▼▼▼

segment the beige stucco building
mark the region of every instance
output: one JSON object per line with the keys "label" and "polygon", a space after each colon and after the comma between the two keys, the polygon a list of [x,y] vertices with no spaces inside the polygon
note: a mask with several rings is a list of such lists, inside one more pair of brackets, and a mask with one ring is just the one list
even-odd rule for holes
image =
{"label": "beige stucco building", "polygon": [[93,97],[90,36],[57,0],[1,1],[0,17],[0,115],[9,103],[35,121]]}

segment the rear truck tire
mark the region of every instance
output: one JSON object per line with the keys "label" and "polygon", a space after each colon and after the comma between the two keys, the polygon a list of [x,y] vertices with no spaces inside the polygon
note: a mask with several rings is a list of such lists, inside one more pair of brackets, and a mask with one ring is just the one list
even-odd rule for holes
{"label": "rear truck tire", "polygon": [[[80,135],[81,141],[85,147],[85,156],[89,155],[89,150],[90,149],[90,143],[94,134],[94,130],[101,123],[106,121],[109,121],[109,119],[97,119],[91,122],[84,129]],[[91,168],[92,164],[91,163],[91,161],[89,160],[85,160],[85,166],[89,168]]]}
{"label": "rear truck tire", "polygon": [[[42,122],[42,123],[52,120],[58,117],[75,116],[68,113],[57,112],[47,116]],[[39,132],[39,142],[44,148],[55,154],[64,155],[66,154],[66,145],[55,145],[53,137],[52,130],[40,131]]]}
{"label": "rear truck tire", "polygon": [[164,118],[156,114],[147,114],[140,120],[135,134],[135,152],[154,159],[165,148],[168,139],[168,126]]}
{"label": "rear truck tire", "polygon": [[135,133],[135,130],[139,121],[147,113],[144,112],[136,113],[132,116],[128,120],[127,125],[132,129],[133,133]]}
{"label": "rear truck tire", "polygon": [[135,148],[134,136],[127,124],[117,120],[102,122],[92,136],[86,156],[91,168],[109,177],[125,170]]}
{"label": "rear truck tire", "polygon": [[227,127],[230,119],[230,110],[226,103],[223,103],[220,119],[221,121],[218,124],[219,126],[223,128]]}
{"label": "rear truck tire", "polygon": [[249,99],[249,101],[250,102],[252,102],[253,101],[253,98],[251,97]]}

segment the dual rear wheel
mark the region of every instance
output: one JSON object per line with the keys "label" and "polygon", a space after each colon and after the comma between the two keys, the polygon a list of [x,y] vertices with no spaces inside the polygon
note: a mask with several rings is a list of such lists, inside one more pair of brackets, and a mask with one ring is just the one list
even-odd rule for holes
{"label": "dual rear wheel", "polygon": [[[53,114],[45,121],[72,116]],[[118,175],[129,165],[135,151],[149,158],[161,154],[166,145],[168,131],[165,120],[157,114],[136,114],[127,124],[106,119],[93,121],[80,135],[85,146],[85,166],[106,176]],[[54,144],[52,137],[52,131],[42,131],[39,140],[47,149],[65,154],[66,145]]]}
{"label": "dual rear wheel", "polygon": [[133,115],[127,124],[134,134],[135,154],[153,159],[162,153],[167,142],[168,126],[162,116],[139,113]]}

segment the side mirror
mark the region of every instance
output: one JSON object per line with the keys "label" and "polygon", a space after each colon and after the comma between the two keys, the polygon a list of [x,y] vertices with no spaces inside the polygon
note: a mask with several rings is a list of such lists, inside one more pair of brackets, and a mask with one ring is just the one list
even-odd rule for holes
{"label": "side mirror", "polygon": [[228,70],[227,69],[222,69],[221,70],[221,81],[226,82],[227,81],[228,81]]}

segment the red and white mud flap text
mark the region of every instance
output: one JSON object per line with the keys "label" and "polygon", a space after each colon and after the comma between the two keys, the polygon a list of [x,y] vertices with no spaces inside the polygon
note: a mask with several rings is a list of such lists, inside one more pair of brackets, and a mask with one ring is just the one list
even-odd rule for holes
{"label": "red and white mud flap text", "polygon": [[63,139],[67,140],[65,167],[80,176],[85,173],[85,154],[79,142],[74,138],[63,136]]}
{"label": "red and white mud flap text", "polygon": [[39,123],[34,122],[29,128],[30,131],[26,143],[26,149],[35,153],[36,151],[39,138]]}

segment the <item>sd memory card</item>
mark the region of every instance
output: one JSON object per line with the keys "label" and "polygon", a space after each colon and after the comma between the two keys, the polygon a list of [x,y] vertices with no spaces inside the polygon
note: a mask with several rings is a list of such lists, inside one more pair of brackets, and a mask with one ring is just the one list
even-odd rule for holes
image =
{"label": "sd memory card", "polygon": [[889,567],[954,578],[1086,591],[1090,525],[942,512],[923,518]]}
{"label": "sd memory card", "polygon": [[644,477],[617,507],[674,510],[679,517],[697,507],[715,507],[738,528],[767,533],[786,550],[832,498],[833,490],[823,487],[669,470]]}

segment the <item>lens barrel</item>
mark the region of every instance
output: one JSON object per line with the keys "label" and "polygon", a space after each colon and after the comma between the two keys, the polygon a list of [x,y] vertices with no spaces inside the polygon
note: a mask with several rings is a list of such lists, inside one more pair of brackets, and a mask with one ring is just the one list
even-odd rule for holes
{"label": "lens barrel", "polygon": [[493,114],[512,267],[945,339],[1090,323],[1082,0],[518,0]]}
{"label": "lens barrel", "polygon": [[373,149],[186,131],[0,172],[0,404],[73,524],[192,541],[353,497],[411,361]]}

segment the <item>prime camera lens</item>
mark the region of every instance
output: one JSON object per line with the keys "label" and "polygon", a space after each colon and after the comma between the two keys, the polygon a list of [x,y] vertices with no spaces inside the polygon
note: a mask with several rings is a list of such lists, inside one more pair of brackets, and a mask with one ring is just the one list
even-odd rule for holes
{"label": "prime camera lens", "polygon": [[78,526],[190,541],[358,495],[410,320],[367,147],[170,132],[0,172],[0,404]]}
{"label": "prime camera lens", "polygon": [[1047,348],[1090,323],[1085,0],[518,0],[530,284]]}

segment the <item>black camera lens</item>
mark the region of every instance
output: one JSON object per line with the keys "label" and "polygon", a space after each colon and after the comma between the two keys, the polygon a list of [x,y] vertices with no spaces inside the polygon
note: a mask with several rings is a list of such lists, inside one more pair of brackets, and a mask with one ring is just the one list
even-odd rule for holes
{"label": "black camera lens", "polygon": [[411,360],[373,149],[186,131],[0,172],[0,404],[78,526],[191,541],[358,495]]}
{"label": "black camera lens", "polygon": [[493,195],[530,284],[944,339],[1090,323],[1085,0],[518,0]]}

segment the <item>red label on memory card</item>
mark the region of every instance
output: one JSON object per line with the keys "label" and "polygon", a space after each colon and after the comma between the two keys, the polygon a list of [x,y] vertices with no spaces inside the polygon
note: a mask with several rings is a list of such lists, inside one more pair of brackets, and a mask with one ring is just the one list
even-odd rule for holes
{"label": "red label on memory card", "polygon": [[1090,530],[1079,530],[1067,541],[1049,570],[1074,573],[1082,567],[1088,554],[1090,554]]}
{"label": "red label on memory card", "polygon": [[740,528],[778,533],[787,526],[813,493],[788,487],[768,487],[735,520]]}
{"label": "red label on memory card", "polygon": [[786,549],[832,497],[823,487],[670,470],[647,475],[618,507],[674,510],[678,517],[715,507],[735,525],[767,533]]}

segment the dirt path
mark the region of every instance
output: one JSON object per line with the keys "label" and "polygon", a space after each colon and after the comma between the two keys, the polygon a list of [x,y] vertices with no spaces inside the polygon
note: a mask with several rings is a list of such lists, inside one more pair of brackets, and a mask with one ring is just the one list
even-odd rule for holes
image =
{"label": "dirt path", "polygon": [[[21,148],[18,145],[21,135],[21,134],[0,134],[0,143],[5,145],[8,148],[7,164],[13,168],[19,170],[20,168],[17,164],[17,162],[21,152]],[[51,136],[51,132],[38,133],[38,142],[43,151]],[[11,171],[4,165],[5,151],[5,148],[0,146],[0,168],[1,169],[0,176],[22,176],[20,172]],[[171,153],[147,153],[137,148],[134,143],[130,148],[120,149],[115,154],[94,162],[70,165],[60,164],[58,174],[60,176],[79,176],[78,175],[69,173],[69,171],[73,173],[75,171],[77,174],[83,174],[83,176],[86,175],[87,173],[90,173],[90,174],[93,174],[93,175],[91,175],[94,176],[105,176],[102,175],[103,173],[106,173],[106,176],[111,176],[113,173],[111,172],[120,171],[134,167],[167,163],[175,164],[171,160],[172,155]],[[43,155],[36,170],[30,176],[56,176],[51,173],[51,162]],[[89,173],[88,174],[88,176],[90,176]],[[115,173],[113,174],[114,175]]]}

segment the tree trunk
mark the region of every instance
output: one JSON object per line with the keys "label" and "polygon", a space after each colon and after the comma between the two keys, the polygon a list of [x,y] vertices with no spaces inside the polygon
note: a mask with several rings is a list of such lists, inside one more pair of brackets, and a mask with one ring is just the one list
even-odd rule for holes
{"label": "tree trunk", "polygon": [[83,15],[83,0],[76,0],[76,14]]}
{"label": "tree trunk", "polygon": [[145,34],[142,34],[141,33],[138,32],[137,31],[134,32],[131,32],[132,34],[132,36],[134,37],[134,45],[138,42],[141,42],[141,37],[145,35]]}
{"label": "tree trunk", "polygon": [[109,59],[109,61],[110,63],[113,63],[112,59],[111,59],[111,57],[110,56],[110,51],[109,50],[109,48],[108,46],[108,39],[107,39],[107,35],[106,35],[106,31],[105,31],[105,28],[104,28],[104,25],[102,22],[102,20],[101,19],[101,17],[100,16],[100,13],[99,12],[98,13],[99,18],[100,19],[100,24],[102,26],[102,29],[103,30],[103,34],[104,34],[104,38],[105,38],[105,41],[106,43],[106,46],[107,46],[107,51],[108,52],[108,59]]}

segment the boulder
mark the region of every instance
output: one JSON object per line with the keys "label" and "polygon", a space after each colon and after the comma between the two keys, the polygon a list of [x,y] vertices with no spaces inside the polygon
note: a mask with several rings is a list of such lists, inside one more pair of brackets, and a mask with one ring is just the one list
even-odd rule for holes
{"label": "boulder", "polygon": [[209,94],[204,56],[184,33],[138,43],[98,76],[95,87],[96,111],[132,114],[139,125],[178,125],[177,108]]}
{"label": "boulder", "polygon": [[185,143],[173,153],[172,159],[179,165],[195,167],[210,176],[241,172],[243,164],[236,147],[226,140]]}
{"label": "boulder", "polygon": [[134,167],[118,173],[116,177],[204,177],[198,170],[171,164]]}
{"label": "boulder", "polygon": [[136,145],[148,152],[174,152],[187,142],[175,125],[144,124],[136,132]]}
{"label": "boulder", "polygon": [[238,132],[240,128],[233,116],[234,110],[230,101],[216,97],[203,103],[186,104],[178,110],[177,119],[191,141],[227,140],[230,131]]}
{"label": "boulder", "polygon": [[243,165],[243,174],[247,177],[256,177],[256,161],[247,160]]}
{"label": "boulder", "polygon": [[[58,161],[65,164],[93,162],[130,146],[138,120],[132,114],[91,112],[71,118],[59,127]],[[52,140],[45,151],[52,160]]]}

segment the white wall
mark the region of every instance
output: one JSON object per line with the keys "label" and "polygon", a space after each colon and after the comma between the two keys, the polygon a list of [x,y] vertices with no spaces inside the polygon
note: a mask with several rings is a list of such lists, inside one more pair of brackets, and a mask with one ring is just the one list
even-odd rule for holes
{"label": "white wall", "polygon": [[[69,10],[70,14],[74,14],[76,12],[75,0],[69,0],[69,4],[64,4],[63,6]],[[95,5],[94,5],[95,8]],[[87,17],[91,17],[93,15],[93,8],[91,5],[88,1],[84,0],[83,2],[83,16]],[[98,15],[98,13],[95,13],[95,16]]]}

▲▲▲

- THE PROBLEM -
Write out exactly the lines starting with the one that holds "segment the boulder" and running through the last line above.

- FINAL RESULT -
segment the boulder
mark the region of every instance
output: one JSON object per line with the keys "label" and "polygon", a space after each colon and after the comma between the two keys, the polygon a list of [x,y] vertices with no spaces inside the polygon
note: a mask with several rings is a list of such lists, inside one more pair of brackets, and a mask with one ring is just the one list
even-odd rule for holes
{"label": "boulder", "polygon": [[209,94],[204,56],[184,33],[138,43],[98,76],[95,87],[96,111],[132,114],[139,125],[178,125],[177,108]]}
{"label": "boulder", "polygon": [[185,143],[173,153],[172,159],[179,165],[195,167],[210,176],[241,172],[243,164],[236,147],[226,140]]}
{"label": "boulder", "polygon": [[134,167],[118,173],[116,177],[204,177],[198,170],[171,164]]}
{"label": "boulder", "polygon": [[136,145],[148,152],[174,152],[187,142],[175,125],[144,124],[136,132]]}
{"label": "boulder", "polygon": [[238,132],[240,128],[233,116],[234,110],[230,101],[216,97],[203,103],[186,104],[178,110],[177,119],[191,141],[227,140],[230,131]]}
{"label": "boulder", "polygon": [[243,165],[243,174],[247,177],[256,177],[256,161],[247,160]]}
{"label": "boulder", "polygon": [[[58,161],[65,164],[93,162],[130,146],[138,120],[132,114],[91,112],[71,118],[59,127]],[[52,140],[45,151],[52,160]]]}

segment the white wall
mark the region of every instance
output: one JSON object per line with the keys "label" and "polygon", a space after each colon and after the comma between the two keys, the polygon a list of [x,y] vertices with no spaces inside the polygon
note: a mask with several rings is a list of such lists, inside one more pair of brackets, and a mask with one ring is just the one list
even-odd rule for holes
{"label": "white wall", "polygon": [[[69,10],[70,14],[74,14],[76,12],[75,0],[69,0],[69,4],[64,4],[63,6]],[[95,5],[94,5],[95,8]],[[87,17],[91,17],[93,15],[93,8],[91,5],[88,1],[84,0],[83,2],[83,16]],[[98,15],[98,13],[95,13],[95,16]]]}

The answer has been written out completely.